Task brief
Transcribe the records below exactly.

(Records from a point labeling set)
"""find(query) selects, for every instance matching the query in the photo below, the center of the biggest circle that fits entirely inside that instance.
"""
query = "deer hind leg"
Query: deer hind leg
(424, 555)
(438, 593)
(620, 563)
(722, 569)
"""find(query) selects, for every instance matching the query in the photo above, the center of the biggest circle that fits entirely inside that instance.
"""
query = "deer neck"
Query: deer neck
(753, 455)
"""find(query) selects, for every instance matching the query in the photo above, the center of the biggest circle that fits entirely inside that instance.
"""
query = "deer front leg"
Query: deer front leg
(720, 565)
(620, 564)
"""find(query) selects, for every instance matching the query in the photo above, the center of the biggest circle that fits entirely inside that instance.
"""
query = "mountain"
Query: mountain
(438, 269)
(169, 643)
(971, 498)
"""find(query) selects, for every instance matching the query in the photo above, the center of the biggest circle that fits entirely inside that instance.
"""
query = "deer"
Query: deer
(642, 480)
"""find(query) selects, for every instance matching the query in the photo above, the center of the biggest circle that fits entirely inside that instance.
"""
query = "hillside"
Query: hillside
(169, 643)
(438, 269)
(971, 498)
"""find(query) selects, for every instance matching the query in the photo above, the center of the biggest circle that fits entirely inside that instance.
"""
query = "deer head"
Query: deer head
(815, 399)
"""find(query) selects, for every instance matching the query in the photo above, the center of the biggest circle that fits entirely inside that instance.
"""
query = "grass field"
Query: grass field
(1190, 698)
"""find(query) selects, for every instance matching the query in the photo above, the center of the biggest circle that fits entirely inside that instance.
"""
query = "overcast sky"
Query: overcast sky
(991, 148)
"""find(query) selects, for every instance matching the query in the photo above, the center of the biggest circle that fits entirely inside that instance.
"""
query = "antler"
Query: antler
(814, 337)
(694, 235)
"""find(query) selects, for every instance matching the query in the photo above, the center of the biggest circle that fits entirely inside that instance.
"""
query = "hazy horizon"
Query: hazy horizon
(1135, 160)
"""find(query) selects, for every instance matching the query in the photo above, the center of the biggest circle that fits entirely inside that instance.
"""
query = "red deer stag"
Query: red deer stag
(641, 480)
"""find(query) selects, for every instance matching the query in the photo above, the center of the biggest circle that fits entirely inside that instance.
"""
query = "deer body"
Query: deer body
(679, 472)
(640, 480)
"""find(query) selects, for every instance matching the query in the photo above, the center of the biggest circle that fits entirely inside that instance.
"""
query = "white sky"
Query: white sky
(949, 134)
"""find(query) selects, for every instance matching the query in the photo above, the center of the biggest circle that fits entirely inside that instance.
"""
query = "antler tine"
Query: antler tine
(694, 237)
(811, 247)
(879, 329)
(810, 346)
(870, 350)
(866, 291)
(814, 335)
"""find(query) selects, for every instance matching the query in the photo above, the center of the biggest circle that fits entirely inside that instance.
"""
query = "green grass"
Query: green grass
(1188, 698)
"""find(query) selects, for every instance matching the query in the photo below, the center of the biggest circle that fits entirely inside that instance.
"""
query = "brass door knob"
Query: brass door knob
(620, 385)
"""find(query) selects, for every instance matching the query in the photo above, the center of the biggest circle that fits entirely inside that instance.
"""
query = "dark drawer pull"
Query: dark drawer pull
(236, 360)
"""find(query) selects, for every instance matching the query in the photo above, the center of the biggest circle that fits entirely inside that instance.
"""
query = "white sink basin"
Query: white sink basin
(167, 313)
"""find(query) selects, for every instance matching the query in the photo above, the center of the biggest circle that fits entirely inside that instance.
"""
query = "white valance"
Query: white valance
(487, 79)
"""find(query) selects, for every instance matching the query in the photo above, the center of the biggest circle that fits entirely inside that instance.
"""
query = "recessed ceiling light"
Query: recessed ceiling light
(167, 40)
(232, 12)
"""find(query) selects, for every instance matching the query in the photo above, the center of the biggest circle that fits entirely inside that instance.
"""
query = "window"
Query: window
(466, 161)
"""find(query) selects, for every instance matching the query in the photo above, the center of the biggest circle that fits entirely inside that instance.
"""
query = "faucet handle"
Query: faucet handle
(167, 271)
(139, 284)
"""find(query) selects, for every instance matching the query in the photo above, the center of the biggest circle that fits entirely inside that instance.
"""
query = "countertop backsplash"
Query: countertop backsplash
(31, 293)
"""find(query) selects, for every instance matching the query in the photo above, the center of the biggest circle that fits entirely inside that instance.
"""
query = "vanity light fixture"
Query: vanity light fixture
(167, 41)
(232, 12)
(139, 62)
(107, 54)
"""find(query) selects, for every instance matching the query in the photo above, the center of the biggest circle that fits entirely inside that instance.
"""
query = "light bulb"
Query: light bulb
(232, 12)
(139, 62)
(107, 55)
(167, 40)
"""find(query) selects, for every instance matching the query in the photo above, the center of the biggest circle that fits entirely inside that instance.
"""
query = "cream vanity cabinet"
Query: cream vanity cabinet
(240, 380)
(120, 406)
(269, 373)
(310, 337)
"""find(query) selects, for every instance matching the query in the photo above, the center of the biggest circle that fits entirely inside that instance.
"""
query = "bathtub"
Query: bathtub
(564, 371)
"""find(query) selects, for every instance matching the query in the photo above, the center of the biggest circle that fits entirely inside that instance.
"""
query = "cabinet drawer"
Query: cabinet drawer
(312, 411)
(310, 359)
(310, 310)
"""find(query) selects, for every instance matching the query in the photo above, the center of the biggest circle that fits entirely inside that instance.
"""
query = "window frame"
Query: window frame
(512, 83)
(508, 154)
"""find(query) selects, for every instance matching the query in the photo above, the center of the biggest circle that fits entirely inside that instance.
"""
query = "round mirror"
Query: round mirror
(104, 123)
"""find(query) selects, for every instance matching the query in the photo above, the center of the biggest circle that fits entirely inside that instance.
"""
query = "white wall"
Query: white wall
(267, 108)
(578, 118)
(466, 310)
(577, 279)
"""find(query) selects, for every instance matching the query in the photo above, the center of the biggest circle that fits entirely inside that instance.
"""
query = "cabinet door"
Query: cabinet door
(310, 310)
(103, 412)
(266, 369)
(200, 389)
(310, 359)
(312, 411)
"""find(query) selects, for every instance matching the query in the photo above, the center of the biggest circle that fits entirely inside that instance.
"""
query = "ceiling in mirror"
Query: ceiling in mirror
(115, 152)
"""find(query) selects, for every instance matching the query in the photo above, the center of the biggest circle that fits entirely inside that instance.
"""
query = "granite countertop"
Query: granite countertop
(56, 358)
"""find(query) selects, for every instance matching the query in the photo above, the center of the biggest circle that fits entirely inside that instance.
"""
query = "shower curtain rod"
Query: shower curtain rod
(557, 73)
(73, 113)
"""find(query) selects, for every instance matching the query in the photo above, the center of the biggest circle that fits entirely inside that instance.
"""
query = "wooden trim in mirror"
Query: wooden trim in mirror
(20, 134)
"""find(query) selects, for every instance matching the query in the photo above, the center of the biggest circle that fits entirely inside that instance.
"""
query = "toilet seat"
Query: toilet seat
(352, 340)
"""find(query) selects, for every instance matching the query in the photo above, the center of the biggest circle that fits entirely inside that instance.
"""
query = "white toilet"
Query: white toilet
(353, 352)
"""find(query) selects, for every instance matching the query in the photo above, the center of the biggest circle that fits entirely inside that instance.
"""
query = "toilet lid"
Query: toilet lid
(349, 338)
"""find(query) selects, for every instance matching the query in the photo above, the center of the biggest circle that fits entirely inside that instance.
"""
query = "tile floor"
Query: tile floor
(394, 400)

The completed task
"""find(query) selects, for every instance matching the query in the photo below, the center of the biggest circle that fits entirely inside that instance.
"""
query = "deer hind leg"
Query: deer hind leg
(424, 555)
(438, 593)
(620, 563)
(722, 569)
"""find(query) selects, for every instance matching the query in the photo above, the center of the biggest circle that fits entirely inside that instance.
"""
query = "deer neck"
Query: deer neck
(753, 455)
"""find(query) selects, for every instance matching the query in the photo above, the center of the biggest circle that fits entirely inside that instance.
"""
query = "deer front leg"
Query: deer front leg
(720, 565)
(620, 564)
"""find(query) selects, for every instance matching the query in the photo above, the center of the biggest circle that fits entirely inside that instance.
"""
query = "mountain"
Query: mountain
(438, 269)
(169, 643)
(971, 498)
"""find(query) selects, for every instance matching the query in the photo above, the center of the biggest circle that fits entirely inside that instance.
"""
query = "deer"
Query: deer
(642, 480)
"""find(query) selects, for every instance matching the query in the photo above, the center of the biggest circle that fits entirely inside that instance.
"""
query = "hillside"
Query: hillside
(169, 643)
(438, 269)
(971, 498)
"""find(query) selects, for every instance matching the query in the photo above, the center of the biggest circle that fits entirely inside that instance.
"""
query = "deer head"
Query: deer head
(815, 399)
"""find(query) selects, for every instance matching the query in the photo above, the center of the biggest circle that fits entirely inside that instance.
"""
query = "grass field"
Query: grass field
(1190, 698)
"""find(query) selects, for every instance matching the query in the photo above, the center of the biggest circle that fits entirely inside that instance.
"""
query = "overcast sky"
Query: overcast sky
(991, 148)
"""find(query) selects, for every instance matching the query in the photo above, the center of the biggest circle that fits entirely inside that instance.
"""
query = "antler"
Query: antler
(814, 337)
(694, 235)
"""find(query) selects, for every instance matching the query in the photo above, the center of the biggest circle that fits entirely inside that instance.
"""
query = "hazy horizon"
Query: hazy horizon
(1135, 160)
"""find(query) selects, for every instance matching the query in the photo above, the center of the biggest circle that fits entirely inside that instance.
"""
query = "red deer stag"
Query: red deer stag
(641, 480)
"""find(query) selects, for every instance matching the query in the photo above, the center of the biggest circle that fits entirely inside that instance.
"""
query = "deer body"
Query: deer body
(679, 472)
(640, 480)
"""find(query) selects, for every instance matching the query in the photo above, the center of the biggest circle that fits entirely inside that instance.
"""
query = "white sky"
Query: white sky
(949, 134)
"""find(query) selects, for every instance matching the query in the photo above, the center of the biggest circle that fits entirely inside that instance.
"""
query = "antler tine"
Query: antler tine
(694, 237)
(811, 247)
(879, 329)
(810, 346)
(870, 350)
(866, 291)
(814, 335)
"""find(query) selects, for every instance matching the query in the photo above, the center of the biggest circle that fits entirely inside that instance.
"""
query = "green grass"
Query: green grass
(1188, 698)
"""find(query) selects, for every instance matching the query in the photo below, the center of the biggest circle that fits entirely inside that instance.
"""
query = "brass door knob"
Query: brass door knob
(620, 385)
"""find(query) selects, for every instance matching the query in the photo above, the center of the biggest circle that fits entirely inside that instance.
"""
query = "dark drawer pull"
Query: dark drawer pull
(236, 360)
"""find(query) selects, for every instance matching the query in the photo above, the center of the biggest circle that fits entirely inside that instance.
"""
query = "white sink basin"
Query: white sink basin
(167, 313)
"""find(query) selects, for every instance matching the query in the photo above, the center of the biggest circle that fits entirely inside that instance.
"""
query = "white valance"
Query: white valance
(487, 79)
"""find(query) selects, for every instance matching the query in the photo above, the center of the biggest circle that fits entirely inside that instance.
"""
query = "recessed ceiling light"
Query: recessed ceiling light
(167, 40)
(232, 12)
"""find(query) selects, for every instance matching the query in the photo above, the center of the biggest circle that fits entirely inside that instance.
"""
query = "window"
Query: window
(466, 161)
"""find(query) selects, for every instance matching the query in the photo above, the center of the biggest circle that fits entirely inside that instance.
"""
query = "faucet handle"
Query: faucet handle
(167, 271)
(139, 284)
"""find(query) selects, for every instance matching the query in the photo above, the center of the biggest circle that fits entirely inside that instance.
"""
query = "countertop backsplash"
Query: countertop backsplash
(31, 293)
"""find(query) selects, for every instance matching the query in the photo above, the center of the biggest circle that fits entirely inside that instance.
"""
query = "vanity light fixture"
Query: vanity light fixture
(167, 41)
(232, 12)
(139, 62)
(107, 54)
"""find(query) selects, for every instance matching the query in the photo above, the center of the biggest circle that fits entirely inside that instance.
"""
query = "light bulb"
Query: light bulb
(232, 12)
(139, 62)
(107, 55)
(167, 40)
"""find(query) selects, for every instance matching the query in the photo above, the center of the biggest circle that fits entirely inside that instance.
"""
query = "cream vanity cabinet"
Query: cream vanity cabinet
(240, 380)
(120, 406)
(269, 373)
(310, 337)
"""find(query) selects, for every instance matching the query in the photo above, the center of the biggest circle that fits entirely inside that instance.
"""
query = "bathtub"
Query: bathtub
(564, 371)
"""find(query) selects, for every instance matching the query in the photo above, the center of the biggest circle that fits entirely inside that instance.
"""
query = "cabinet drawer"
Query: cabinet drawer
(312, 411)
(310, 359)
(310, 310)
"""find(query) selects, for every instance matching the query in the photo above, the center of the biggest circle that fits entirely inside that instance.
"""
query = "window frame"
Query: window frame
(512, 83)
(508, 154)
"""find(query) selects, for every instance matching the query in the photo above, the center of the biggest circle that fits entirely inside that instance.
"""
query = "round mirror"
Query: round mirror
(104, 123)
"""find(query) selects, for every instance matching the query in the photo above, the center of the biggest circle that fits entirely inside that instance.
"""
query = "white wall"
Query: white wall
(267, 108)
(578, 118)
(466, 310)
(577, 279)
"""find(query) selects, for every instance matching the query in the photo above, the center of the biggest circle that fits entirely inside that instance.
"""
query = "cabinet door"
Query: cabinet door
(310, 310)
(103, 412)
(266, 369)
(200, 389)
(310, 359)
(312, 411)
"""find(query) selects, for every instance matching the query in the photo above, the center of the biggest circle that fits entirely inside that instance.
"""
query = "ceiling in mirror"
Query: ceiling in mirror
(115, 152)
"""find(query) selects, for every instance matching the query in the photo above, the center of the biggest circle that fits entirely inside that instance.
"""
query = "granite countertop"
Query: granite countertop
(56, 358)
"""find(query) selects, for every instance matching the query in the photo above, the center of the biggest circle that fits entirely inside that instance.
"""
query = "shower curtain rod"
Query: shower curtain rod
(557, 73)
(73, 113)
"""find(query) selects, for every instance matching the query in the photo above, the center of the biggest circle that fits entirely inside that instance.
"""
query = "wooden trim in mirror"
Query: wooden trim in mirror
(20, 134)
"""find(query) selects, for every instance matching the query in the photo above, the center of the biggest circle that fits entirely inside that instance.
"""
query = "toilet seat"
Query: toilet seat
(352, 340)
"""find(query) selects, for every instance matching the query in the photo above, the center of the biggest circle that fits entirely inside that instance.
"""
query = "white toilet"
Query: white toilet
(353, 352)
"""find(query) selects, for every instance matching the query in the photo above, the center of the biggest circle that fits entirely inside that instance.
"""
query = "toilet lid"
Query: toilet lid
(349, 338)
"""find(query) selects, for every instance matching the query in the photo above, the center of the biggest circle that fits entirely inside that instance.
"""
query = "tile floor"
Query: tile floor
(394, 400)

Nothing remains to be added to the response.